Reto >>
¿Podrías transcribir los datos completos, tal como aparecen, pero sin la imagen?

Datos proporcionados >>
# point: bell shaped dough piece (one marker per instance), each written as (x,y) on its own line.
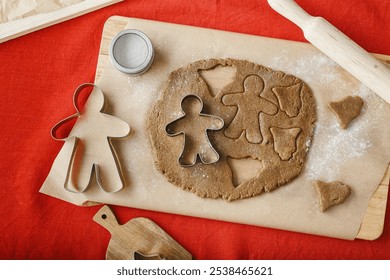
(347,109)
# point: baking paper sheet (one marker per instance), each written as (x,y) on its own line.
(16,9)
(358,156)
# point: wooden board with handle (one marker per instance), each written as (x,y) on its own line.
(373,222)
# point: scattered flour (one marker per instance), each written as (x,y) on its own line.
(332,147)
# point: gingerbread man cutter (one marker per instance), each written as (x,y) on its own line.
(91,140)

Respuesta >>
# point: bell shaped dough piece (one marker per instance), each written as (x,y) on its own line.
(347,109)
# point: baking paper sheet (one marker per instance), each written as (x,y) on its own line.
(16,9)
(358,156)
# point: wooden board with handle (one marker per instance), each written as (x,y) on its own line.
(373,222)
# point: scattered flour (one marker per instance), each written as (x,y) on its own line.
(332,147)
# point: gingerbread man cutter (one marker per instance), each written as (x,y) on its own line.
(91,140)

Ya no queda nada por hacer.